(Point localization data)

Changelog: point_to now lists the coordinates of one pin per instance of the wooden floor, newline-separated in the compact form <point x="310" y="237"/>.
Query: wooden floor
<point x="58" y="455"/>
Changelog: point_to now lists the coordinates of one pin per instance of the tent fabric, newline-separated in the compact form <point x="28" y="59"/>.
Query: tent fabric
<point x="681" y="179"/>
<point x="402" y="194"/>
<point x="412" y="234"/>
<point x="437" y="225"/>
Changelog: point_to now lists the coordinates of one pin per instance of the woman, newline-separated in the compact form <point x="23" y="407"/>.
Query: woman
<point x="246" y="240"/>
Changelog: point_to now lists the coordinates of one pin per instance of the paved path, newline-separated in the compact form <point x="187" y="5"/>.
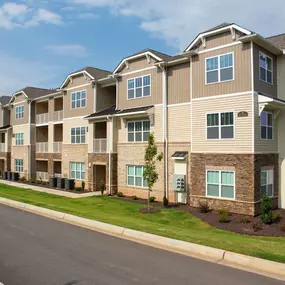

Problem requirements:
Only the lines from the one containing "Query: woman" through the last line of the entries above should be copied, exactly as they are and without the pictures.

Solution:
Query: woman
<point x="246" y="240"/>
Changelog: point_to now lists the coordinates of one pin per instance of the paved path, newline-separated in the compact form <point x="187" y="5"/>.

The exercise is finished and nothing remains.